[Your task] Lines below starting with the line with "Mark the innermost point of each instance of the fence" and going on through the line with "Mark the innermost point of each instance of the weathered wood" must be output exactly; the rest of the records must be left out.

==== Dataset excerpts ====

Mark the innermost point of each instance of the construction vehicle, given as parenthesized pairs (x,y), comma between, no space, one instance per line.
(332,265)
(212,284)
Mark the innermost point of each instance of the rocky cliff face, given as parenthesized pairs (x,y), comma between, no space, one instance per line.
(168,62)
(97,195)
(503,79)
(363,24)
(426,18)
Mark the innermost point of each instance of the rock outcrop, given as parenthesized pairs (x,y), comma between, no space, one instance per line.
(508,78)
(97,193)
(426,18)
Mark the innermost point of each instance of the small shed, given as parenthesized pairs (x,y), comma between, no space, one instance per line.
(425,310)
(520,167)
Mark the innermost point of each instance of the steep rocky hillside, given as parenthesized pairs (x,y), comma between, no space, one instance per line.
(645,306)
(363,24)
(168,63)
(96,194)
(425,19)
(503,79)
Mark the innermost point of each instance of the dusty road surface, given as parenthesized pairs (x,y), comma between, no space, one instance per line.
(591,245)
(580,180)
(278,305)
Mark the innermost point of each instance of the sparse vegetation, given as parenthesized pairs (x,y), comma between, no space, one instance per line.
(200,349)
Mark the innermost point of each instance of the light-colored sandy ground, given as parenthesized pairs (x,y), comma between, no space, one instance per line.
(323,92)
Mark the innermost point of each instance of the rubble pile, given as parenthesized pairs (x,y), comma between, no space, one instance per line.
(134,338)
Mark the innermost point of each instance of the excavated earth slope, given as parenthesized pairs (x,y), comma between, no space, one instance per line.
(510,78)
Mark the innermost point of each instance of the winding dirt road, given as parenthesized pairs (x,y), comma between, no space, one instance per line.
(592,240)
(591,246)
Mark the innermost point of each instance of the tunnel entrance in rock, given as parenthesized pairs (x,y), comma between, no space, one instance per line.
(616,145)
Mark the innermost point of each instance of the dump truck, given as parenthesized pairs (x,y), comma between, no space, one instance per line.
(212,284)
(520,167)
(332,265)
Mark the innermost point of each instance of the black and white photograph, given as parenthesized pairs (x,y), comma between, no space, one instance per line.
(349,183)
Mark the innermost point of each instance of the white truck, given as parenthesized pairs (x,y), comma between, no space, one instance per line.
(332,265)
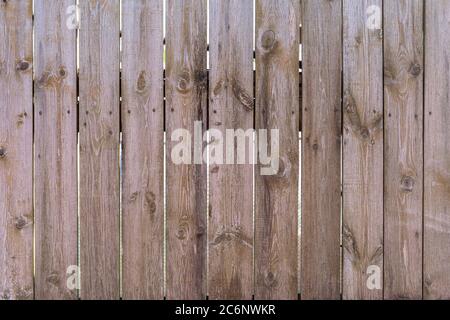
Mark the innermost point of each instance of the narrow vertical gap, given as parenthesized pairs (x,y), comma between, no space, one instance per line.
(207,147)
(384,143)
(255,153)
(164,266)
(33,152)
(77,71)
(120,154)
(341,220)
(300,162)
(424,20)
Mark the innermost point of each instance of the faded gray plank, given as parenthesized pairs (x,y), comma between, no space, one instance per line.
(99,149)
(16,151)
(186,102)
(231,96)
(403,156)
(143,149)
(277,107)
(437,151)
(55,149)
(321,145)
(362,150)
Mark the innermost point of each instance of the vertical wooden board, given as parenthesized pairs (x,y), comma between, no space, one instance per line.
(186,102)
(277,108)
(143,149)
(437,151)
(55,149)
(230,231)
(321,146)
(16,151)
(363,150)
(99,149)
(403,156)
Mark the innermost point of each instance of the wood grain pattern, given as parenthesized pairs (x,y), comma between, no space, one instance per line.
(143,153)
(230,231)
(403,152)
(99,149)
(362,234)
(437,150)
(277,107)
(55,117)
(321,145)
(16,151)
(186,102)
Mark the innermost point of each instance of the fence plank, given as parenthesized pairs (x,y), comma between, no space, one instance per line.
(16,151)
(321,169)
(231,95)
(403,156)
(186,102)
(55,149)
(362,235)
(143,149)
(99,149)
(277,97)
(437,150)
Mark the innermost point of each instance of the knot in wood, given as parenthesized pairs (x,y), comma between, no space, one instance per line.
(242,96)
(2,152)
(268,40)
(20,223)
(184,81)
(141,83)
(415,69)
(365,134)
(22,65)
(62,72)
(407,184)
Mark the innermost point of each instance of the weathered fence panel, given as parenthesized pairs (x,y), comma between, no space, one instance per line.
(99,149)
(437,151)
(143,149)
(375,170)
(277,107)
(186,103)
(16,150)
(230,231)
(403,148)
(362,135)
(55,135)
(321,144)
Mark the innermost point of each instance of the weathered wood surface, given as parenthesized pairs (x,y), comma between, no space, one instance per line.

====
==== Dataset excerpts ====

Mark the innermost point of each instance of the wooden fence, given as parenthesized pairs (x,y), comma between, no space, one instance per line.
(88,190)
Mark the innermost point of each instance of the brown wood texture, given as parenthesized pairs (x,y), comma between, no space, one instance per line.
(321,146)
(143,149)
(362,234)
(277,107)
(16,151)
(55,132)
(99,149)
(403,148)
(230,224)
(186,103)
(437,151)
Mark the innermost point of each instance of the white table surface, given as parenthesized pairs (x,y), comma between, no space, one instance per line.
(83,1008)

====
==== Dataset excerpts ====

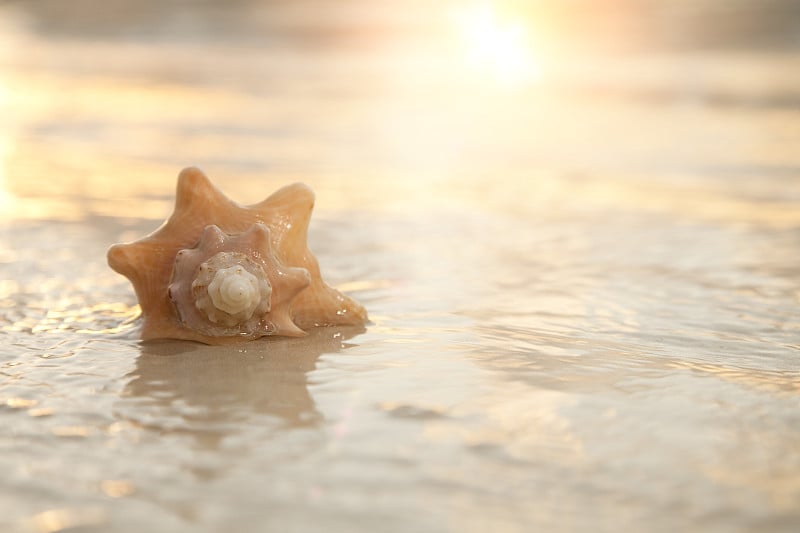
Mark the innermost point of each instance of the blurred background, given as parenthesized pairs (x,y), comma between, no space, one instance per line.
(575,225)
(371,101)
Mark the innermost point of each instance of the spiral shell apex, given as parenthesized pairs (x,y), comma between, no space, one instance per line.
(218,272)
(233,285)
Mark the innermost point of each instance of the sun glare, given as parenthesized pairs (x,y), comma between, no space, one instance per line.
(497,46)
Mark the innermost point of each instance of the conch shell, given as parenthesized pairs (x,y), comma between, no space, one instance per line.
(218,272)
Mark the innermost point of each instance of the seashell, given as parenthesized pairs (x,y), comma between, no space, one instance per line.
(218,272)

====

[Written reply]
Mark the innermost point of each instance of the fence plank, given as parenthesized pairs (x,y), comma between, no space, one instance per line.
(16,151)
(321,169)
(231,95)
(403,156)
(186,102)
(55,149)
(362,235)
(143,149)
(99,149)
(277,97)
(437,150)
Mark the innermost point of each instance of the knot in wood, given as parenthesized pairs (x,y), comma between, no space, one instance per line.
(242,96)
(2,152)
(268,40)
(20,223)
(184,81)
(141,83)
(415,69)
(365,134)
(22,65)
(62,72)
(407,184)
Mark the innermost point of each instance of the weathered fence panel, given as parenthesized pairs (x,y), comma between, no space, one instance per line.
(99,149)
(437,151)
(143,149)
(375,170)
(277,107)
(186,103)
(16,150)
(230,231)
(403,148)
(362,135)
(55,135)
(321,144)
Mark the innermost point of each instance of the weathered wood surface, given as parenthesized pairs (x,y), comma between, no space, one instance per line.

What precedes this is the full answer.